Excerpt:
* * * * * * *

How to decide whether you need a mobile site?

Following on from a post on Econsultancy about the growth of mobile, I thought I’d take a look at a more recent cross section of traffic across a number of websites in different niches.

In the post Econsultancy said that in August 2011, 20.6% of all traffic in the UK was now mobile traffic. Since then, figures suggest that mobile device usage has seen a large surge in the first eight weeks of 2012 – up 377% year on year.

Growth of mobile traffic in 2012

 

Mobile Device Traffic Split

This is predominantly driven by the iPad which has an 82% share of this traffic.

Mobile device traffic share 2012

Traffic share split across mobile devices

Traffic Split by Smart Phone

The smart phone market is dominated by the iPhone:

Smart phone traffic share

Mobile traffic share by smart phone

 

So far in 2012, visits from smart phones are up 169% year on year…

These figures are from a small cross section of sites, so it would be useful to see if other people are seeing similar patterns.

Is my site optimised for mobile users?

You may have a site that renders well in a smart phone or on an iPad, but we need to think about the context and intent behind search queries performed on these devices. It’s extremely important to cater to the differing needs of a mobile user. For example, would a user be looking to buy a washing machine from their smart phone, or are they more likely to be performing a search on the fly, to compare prices whilst stood next to a washing machine in Comet for example?

You can never assume that a mobile device user would be doing either of the above, but it is definitely worth embracing the fact that more increasingly visitors to your website are not always going to be desktop users. Users of mobile devices can have different behaviours and needs than those typical traits performed whilst in a desktop setting.

Is the conversion the right one for mobile?

For the washing machine example it would be worth testing different calls to action that would potentially appeal to a smart phone user – for example, a prominent ‘email me this product button’. This would allow the user to send a link to their desktop and captures the lead for you.

This is example is extremely helpful in understanding and measuring the impact and profitability of your different marketing channels. There are many ways that we can lose insight into how users interact with the site. They can clear cookies, use different browsers or PC’s at home / work and use their mobile devices.

Being savvy and understanding exactly what mobile users wants from your site (and then giving them what they want on your website) will improve conversions and help you attribute income to different channels.

* * * * * * *

Records shown:
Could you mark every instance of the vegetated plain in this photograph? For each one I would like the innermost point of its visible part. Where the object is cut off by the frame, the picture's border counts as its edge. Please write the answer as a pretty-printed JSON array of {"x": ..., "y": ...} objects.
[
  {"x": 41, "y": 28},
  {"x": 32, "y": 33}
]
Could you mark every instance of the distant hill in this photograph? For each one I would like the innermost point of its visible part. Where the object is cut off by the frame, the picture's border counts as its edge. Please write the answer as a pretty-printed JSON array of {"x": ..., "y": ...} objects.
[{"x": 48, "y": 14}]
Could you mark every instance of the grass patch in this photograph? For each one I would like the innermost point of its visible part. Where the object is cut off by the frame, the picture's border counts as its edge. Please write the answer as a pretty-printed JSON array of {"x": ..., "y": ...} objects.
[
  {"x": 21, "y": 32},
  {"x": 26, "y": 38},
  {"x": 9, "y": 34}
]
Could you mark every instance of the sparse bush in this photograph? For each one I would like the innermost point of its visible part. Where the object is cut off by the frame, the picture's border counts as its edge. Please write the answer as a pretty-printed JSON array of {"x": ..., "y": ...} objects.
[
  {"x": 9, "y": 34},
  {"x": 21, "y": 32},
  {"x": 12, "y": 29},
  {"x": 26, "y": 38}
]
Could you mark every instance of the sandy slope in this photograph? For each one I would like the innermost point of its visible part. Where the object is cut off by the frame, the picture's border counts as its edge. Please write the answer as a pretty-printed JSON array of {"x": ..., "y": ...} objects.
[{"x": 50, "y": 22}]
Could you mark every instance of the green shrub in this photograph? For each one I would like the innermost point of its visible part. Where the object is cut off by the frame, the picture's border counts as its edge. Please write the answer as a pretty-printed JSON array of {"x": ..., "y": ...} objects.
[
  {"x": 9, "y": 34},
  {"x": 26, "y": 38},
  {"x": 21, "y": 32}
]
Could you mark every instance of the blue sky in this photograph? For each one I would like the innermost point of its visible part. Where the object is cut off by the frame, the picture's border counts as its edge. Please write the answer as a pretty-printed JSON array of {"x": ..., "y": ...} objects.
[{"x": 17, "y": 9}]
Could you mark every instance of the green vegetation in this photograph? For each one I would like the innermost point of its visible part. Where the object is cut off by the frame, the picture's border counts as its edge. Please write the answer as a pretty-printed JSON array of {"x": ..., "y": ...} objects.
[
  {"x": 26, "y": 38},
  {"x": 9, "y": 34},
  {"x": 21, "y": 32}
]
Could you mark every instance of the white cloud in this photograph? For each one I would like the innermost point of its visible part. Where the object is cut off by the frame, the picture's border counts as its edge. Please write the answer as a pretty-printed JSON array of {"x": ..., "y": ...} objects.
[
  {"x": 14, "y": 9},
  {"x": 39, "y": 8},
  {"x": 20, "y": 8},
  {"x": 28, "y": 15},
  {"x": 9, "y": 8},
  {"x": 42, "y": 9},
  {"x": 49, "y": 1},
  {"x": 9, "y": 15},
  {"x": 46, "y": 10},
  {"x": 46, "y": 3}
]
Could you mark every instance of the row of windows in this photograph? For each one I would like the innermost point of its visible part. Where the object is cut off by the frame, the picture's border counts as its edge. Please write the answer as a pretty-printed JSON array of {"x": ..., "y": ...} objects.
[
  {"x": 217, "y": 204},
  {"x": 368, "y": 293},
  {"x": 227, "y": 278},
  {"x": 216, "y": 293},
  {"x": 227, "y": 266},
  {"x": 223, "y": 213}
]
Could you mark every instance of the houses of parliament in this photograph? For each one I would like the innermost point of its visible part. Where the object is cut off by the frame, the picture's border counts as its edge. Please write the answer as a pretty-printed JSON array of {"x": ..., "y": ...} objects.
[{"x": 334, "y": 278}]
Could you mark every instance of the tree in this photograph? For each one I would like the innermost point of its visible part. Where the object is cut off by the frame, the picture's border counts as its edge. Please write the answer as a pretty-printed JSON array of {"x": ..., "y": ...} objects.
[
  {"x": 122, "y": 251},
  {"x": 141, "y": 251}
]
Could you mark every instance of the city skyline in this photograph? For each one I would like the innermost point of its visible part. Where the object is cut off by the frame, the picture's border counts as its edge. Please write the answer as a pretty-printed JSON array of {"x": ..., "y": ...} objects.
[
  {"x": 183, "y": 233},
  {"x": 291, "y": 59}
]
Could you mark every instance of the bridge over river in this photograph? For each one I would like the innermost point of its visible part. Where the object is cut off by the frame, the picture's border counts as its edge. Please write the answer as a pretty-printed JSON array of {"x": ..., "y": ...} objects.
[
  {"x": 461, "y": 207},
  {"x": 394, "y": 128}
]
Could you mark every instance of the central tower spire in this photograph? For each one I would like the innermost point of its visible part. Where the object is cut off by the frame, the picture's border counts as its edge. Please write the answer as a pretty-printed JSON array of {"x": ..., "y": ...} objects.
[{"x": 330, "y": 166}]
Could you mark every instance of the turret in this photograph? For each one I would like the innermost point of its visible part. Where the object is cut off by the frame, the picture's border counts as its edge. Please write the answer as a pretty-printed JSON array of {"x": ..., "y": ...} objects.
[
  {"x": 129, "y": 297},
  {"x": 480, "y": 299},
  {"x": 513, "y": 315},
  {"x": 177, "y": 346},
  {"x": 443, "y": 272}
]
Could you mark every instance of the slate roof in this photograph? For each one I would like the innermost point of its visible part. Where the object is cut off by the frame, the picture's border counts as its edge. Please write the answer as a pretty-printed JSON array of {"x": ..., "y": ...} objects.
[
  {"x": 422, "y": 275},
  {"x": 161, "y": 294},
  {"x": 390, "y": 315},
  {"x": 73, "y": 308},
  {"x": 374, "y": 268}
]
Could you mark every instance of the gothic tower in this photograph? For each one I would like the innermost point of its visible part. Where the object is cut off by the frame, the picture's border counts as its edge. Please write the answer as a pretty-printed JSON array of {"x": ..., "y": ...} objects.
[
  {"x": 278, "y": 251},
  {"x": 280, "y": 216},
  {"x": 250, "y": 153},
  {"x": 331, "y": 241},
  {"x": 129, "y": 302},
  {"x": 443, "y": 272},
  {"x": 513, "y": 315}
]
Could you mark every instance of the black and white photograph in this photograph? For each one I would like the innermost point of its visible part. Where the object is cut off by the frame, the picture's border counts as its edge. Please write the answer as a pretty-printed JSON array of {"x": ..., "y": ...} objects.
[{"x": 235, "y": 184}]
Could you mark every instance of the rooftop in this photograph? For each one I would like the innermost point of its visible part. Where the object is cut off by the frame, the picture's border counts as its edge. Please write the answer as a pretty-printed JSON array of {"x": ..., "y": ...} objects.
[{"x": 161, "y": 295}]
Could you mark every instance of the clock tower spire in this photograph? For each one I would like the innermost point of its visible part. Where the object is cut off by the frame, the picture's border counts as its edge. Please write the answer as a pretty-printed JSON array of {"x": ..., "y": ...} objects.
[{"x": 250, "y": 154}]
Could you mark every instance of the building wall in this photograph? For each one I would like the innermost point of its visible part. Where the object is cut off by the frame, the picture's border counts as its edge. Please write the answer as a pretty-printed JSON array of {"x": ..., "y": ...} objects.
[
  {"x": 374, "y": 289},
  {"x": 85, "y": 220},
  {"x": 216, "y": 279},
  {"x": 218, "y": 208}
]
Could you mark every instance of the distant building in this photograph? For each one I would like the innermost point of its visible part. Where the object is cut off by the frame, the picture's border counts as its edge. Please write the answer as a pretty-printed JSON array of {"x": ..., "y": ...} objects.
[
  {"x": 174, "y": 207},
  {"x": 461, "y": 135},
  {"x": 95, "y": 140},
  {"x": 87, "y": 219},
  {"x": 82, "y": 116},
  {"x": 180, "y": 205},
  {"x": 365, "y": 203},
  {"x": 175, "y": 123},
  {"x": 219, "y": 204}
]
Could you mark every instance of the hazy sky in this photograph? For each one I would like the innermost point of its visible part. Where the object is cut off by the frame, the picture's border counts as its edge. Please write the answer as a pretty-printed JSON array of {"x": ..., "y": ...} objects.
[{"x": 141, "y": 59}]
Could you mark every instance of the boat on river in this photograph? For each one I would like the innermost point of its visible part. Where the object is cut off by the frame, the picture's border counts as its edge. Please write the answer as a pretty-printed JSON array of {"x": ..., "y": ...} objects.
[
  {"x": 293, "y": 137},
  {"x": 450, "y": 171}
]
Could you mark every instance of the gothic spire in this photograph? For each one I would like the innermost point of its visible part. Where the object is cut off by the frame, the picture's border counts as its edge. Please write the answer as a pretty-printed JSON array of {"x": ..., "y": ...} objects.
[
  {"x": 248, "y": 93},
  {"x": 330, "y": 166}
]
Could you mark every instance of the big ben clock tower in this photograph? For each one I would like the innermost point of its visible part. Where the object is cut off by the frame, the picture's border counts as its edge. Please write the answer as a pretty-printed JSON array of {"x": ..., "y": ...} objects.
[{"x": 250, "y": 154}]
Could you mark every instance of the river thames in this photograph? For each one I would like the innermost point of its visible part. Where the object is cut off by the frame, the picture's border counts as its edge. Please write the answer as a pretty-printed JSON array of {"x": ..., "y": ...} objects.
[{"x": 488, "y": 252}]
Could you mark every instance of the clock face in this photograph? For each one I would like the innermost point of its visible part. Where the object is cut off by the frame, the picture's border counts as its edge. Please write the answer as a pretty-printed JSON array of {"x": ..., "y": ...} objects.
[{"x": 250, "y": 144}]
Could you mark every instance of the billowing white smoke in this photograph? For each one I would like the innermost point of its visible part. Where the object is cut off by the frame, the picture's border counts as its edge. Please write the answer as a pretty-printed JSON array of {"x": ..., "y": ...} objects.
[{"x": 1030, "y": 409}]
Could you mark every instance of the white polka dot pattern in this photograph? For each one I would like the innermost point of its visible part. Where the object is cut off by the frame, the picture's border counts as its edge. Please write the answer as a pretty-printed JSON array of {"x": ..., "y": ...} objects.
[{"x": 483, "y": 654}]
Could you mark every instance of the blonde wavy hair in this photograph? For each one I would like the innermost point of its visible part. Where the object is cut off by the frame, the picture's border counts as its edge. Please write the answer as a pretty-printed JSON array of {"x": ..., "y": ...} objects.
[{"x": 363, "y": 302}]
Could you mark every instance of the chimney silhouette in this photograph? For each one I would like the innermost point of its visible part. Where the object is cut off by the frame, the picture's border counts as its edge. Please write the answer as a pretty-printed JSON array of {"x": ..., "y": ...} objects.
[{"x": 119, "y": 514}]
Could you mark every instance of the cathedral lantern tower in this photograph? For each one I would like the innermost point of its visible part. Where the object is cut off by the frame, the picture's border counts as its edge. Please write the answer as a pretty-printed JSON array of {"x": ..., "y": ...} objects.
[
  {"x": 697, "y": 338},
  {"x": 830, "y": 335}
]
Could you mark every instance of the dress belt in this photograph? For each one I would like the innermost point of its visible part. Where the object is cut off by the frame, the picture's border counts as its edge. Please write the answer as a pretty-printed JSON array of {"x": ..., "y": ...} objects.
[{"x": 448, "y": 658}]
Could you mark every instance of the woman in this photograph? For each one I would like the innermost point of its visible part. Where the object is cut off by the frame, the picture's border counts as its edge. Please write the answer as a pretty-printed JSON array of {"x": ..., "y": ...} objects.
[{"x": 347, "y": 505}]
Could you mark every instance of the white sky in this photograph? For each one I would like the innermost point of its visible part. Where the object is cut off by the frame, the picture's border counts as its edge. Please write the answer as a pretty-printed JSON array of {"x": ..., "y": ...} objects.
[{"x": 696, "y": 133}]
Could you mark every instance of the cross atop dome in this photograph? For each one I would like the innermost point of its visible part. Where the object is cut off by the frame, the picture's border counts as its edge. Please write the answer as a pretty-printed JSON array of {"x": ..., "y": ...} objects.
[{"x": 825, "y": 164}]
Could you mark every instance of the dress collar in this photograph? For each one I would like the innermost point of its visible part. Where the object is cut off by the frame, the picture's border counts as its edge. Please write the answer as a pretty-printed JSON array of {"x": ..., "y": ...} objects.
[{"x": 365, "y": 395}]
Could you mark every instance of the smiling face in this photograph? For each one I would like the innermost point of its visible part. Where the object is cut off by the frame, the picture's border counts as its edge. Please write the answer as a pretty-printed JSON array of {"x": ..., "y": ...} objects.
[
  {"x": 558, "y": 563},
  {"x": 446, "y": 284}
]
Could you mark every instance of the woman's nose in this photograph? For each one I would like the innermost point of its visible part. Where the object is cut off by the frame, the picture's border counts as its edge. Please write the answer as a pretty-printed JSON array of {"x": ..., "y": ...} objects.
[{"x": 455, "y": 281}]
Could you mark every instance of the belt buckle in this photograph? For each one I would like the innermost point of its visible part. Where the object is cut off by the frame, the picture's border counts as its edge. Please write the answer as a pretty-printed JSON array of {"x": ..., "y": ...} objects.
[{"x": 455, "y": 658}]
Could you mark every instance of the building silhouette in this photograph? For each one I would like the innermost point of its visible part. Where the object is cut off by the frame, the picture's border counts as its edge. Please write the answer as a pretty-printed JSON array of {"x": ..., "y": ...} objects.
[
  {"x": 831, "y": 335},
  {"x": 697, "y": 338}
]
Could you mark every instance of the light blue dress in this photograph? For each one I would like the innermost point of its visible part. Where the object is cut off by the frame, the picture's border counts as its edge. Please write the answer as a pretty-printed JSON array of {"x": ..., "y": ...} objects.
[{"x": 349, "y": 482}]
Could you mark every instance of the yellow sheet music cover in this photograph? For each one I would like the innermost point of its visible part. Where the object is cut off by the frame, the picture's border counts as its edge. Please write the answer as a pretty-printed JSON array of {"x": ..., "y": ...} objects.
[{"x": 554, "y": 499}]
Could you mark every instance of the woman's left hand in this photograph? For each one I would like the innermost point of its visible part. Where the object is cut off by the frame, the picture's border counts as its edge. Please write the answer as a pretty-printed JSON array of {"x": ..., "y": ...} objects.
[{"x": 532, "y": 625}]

* * * * * * *

Exercise directions: Copy the mobile traffic article from "How to decide" to "year on year.", renaming "traffic" to "visits". The data is separate material and is not part of the mobile traffic article.

Reply:
How to decide whether you need a mobile site?

Following on from a post on Econsultancy about the growth of mobile, I thought I’d take a look at a more recent cross section of visits across a number of websites in different niches.

In the post Econsultancy said that in August 2011, 20.6% of all visits in the UK was now mobile visits. Since then, figures suggest that mobile device usage has seen a large surge in the first eight weeks of 2012 – up 377% year on year.